**Material for this exercise:**
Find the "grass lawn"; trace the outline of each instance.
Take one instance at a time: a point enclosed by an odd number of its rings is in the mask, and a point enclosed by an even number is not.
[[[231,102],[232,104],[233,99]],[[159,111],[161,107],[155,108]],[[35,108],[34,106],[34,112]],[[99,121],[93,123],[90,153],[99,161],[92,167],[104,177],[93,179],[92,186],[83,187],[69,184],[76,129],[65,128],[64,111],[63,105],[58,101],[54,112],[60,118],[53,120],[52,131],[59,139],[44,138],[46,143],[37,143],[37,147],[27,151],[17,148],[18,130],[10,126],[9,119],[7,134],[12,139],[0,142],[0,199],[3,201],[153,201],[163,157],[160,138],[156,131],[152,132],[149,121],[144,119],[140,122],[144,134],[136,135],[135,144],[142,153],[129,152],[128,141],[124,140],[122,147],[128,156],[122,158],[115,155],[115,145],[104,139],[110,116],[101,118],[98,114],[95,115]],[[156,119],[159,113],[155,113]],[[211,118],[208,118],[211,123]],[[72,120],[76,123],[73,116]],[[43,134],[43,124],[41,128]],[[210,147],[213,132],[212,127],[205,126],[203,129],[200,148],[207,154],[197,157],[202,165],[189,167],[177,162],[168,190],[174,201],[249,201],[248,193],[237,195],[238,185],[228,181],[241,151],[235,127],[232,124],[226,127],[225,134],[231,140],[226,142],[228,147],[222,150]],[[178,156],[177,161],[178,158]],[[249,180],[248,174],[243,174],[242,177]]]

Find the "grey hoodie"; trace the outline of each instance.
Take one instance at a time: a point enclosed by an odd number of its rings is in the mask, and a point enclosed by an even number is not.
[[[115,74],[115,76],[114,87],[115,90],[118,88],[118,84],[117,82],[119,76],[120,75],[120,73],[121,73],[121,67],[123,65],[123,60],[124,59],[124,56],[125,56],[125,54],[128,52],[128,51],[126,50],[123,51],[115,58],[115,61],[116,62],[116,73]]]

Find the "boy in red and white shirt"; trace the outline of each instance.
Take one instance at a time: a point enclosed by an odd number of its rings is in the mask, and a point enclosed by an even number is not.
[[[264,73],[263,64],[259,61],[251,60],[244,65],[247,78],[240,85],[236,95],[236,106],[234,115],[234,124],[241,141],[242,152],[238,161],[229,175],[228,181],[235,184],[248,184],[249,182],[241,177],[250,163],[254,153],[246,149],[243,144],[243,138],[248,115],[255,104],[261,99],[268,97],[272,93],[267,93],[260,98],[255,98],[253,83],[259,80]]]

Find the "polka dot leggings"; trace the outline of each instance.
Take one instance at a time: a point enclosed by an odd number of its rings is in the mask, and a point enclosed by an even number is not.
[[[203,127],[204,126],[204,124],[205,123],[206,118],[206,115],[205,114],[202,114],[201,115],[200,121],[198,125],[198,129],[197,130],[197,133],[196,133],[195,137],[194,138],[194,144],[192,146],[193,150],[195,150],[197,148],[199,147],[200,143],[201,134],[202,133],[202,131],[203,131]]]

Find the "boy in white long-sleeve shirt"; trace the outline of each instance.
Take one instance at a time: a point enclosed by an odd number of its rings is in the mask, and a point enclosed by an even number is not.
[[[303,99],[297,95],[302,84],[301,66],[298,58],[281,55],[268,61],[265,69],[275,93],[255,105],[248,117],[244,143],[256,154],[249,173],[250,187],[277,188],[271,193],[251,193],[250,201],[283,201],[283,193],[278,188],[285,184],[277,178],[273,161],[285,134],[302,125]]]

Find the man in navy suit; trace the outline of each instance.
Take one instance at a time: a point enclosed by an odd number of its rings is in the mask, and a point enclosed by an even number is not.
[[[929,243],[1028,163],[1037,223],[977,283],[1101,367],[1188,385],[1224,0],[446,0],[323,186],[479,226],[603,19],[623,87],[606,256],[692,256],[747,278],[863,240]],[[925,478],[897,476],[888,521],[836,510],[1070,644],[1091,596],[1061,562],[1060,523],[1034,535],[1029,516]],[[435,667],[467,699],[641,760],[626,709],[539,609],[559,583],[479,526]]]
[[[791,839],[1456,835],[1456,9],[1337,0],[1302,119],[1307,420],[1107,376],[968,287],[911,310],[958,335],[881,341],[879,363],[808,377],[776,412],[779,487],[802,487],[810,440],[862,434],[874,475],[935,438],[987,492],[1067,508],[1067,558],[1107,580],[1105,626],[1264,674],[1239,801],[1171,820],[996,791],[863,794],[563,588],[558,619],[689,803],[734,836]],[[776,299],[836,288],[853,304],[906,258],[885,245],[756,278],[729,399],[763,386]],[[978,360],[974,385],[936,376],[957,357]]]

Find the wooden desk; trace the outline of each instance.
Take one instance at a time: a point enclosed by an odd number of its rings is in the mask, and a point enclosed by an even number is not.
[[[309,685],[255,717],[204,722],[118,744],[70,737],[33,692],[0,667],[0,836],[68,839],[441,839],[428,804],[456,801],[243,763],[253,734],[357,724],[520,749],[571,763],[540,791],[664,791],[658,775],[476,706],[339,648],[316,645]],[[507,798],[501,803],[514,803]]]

**Work instructions:**
Return only the lines running from the line with "Find the wooden" to the last line of the records, both included, exactly as written.

**The result:**
Find the wooden desk; trace the outline of each instance.
Take one instance at a time: a point enclosed by an odd number of its rings is in the mask, and a point enclosed by an even number is not.
[[[309,685],[255,717],[204,722],[118,744],[70,737],[33,692],[0,667],[0,836],[68,839],[441,839],[428,804],[456,801],[243,763],[253,734],[357,724],[520,749],[571,763],[540,791],[664,791],[658,775],[476,706],[339,648],[316,645]],[[507,798],[501,803],[514,803]]]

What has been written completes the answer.